The test_scores data frame contains data on test scores for 1000 students over four years (grades 5 through 8).

The camp_attendance data set contains data on whether a student attended a science camp during the summer after sixth grade.

camp_attendance = load_data("camp_attendance")
camp_attendance

id	camp
1	false
2	false
3	true
…	…
998	true
999	true
1000	true

We can also see that exactly half the students in the sample attended the science camp.

camp_attendance.select("camp").mean()

camp
0.5

We can combine these two data sets using .join() with on="id" and rename the variable camp as treat for reasons we will discuss below.

camp_scores = (
    test_scores
    .join(camp_attendance, on="id")
    .rename({"camp": "treat"})
    .with_columns((pl.col("grade") >= 7).alias("post"))
)

The question we might be interested in is whether attending the science camp improves test performance. The natural first thing to do would be plot the data, which we do in Figure 3.1.

#### THINGS TO DO:
[A] Restate the paragraph of the camp attendance excerpt that begins "The question we might be interested in" more briefly, keeping its main facts.
[B] From the camp attendance excerpt, extract the passage running from "The test_scores data" up to and including "after sixth grade.".
[C] According to the camp attendance excerpt, what share of the students in the sample attended the science camp?

Data listing
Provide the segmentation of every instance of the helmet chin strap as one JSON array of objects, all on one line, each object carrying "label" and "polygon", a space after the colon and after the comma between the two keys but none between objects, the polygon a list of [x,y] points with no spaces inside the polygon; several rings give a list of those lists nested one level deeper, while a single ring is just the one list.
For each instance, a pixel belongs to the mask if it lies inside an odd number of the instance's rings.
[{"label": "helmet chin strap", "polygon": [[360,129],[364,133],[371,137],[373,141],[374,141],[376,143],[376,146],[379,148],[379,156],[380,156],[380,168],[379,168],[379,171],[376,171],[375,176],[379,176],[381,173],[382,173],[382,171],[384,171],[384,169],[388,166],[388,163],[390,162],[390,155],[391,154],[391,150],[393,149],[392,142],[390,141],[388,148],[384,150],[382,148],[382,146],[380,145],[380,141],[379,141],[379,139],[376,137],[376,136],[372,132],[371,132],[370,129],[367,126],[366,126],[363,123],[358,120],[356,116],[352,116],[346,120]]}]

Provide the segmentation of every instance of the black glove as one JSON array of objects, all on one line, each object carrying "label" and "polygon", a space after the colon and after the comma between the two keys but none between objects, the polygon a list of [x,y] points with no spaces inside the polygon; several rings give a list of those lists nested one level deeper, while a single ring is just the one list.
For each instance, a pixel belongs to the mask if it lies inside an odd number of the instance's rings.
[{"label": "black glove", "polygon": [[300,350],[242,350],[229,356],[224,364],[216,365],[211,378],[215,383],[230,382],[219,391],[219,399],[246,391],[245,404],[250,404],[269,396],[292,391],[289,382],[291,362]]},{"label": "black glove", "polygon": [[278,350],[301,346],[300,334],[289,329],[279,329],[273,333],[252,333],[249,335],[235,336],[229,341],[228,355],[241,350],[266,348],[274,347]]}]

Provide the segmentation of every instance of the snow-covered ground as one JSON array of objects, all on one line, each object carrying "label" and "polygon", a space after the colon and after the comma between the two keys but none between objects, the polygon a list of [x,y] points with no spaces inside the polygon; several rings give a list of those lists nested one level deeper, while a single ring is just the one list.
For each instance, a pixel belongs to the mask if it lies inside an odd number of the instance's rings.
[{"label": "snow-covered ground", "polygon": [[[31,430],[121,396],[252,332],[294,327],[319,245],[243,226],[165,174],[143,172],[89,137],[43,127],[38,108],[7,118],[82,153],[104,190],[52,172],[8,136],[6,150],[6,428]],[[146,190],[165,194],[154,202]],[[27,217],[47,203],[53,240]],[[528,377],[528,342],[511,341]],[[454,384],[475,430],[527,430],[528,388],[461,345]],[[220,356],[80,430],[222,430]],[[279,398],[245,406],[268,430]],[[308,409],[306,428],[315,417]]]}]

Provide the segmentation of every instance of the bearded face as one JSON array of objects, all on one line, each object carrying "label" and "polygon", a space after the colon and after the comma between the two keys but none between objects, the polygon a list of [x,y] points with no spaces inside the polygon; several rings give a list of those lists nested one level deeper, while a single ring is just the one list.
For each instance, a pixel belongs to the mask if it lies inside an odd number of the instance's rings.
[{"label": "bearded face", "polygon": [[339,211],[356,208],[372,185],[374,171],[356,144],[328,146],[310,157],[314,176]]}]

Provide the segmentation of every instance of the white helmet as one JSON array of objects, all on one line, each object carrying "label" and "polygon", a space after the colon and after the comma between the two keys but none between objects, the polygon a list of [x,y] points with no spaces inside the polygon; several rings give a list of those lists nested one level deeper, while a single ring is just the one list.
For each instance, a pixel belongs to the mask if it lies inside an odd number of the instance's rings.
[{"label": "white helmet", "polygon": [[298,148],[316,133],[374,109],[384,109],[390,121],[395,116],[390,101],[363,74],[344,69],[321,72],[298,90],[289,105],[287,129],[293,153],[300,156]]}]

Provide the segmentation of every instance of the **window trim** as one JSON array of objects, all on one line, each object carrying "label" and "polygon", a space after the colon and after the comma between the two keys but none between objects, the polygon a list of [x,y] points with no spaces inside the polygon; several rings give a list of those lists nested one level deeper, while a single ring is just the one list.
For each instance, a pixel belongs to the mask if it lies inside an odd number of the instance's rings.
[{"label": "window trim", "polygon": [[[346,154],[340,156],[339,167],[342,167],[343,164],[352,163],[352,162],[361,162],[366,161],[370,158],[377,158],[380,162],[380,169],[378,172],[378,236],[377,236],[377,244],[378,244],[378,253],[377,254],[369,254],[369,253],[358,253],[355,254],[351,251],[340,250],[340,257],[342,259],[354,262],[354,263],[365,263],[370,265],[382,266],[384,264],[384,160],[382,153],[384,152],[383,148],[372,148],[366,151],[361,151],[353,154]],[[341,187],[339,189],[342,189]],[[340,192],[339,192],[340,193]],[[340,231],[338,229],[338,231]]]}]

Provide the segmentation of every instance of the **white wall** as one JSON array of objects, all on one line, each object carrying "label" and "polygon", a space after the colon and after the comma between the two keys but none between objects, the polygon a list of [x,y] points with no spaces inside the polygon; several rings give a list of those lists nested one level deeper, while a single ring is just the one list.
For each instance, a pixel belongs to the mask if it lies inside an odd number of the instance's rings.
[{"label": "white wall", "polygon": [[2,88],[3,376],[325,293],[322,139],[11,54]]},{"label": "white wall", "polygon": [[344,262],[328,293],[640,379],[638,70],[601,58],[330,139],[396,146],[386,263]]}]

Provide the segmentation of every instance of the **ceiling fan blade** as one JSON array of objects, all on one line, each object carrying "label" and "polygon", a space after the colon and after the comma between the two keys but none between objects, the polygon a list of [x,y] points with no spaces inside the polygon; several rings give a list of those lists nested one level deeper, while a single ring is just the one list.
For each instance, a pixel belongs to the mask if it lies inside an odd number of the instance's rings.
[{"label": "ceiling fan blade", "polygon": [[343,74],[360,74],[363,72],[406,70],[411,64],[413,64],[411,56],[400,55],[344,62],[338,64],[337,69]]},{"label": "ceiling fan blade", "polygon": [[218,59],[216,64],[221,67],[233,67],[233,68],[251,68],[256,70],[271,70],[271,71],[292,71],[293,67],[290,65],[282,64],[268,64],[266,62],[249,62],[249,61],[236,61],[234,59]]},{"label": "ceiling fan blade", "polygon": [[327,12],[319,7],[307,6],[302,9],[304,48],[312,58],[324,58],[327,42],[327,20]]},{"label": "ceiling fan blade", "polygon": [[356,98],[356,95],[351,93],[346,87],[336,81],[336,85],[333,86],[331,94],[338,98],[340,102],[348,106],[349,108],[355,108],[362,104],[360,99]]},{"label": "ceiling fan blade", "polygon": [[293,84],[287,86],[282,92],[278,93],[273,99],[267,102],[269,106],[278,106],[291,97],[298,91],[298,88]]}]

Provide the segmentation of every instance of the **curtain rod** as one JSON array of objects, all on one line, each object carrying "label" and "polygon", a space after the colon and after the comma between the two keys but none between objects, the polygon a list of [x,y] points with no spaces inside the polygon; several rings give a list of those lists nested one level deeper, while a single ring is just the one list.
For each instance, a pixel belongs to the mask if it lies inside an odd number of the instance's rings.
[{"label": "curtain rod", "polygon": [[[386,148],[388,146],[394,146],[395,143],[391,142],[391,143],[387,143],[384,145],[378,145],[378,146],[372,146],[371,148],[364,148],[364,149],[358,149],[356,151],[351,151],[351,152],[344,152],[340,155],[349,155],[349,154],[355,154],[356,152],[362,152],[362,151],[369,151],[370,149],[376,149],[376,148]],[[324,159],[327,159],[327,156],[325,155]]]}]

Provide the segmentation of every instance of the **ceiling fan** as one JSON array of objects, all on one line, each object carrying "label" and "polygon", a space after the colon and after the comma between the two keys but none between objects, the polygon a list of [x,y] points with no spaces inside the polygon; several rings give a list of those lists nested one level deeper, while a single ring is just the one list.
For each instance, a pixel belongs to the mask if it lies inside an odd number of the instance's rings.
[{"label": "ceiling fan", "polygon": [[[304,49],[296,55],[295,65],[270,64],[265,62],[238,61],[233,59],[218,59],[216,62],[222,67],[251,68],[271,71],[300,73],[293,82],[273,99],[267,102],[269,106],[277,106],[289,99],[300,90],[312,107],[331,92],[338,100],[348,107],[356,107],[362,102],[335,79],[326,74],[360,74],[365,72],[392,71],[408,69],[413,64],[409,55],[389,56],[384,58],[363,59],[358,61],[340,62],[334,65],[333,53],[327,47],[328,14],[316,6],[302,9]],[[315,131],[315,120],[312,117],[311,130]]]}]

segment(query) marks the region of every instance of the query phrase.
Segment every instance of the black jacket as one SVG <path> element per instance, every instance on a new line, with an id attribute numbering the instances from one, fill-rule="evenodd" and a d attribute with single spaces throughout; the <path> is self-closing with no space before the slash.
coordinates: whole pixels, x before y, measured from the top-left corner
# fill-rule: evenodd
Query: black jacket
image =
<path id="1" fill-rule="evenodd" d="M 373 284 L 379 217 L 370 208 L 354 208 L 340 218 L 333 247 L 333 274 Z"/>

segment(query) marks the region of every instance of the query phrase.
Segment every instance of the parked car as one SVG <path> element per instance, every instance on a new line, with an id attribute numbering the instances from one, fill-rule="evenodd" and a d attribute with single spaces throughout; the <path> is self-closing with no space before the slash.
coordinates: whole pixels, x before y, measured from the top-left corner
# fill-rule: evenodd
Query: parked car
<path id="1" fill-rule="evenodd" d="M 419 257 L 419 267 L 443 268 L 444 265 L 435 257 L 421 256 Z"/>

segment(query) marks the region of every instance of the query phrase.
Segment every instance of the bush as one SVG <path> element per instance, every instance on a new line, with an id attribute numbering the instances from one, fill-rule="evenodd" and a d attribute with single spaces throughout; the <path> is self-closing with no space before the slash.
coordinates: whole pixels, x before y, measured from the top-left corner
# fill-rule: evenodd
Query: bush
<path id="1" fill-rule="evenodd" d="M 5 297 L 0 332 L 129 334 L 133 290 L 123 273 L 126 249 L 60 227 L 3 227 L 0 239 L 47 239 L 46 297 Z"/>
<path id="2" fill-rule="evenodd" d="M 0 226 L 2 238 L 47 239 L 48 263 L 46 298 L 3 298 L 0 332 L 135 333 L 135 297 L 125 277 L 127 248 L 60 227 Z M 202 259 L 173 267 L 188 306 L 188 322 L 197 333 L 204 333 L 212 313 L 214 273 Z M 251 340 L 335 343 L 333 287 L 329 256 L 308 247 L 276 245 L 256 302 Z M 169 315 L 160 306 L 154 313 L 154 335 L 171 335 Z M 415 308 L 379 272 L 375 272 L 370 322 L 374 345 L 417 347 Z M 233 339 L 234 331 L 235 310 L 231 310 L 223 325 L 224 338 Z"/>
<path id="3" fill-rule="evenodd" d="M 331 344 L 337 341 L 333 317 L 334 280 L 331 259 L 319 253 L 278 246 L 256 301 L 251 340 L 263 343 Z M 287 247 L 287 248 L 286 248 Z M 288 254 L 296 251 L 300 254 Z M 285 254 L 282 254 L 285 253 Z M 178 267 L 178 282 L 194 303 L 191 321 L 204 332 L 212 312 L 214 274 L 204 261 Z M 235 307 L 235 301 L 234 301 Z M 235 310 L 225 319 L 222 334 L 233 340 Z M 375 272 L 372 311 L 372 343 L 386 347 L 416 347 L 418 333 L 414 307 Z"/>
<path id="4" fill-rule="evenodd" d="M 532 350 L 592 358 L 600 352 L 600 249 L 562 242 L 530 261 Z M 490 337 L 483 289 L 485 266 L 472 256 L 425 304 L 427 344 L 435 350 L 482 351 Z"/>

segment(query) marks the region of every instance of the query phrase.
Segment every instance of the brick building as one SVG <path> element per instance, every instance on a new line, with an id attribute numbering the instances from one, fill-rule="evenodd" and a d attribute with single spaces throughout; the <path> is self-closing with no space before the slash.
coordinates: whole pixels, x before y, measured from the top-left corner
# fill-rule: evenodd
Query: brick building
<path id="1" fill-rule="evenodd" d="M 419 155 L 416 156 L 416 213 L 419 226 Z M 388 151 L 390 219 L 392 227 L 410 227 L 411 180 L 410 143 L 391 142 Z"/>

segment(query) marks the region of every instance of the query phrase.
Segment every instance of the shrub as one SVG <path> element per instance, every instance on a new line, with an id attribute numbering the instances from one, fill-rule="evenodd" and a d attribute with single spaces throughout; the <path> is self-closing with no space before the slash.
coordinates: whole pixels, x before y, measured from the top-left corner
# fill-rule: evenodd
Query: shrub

#### PER-TASK OUTPUTS:
[A] The question is whether attending the science camp improves test performance, and the natural first step is to plot the data, as done in Figure 3.1.

[B]
The test_scores data frame contains data on test scores for 1000 students over four years (grades 5 through 8).

The camp_attendance data set contains data on whether a student attended a science camp during the summer after sixth grade.

[C] Exactly half of them.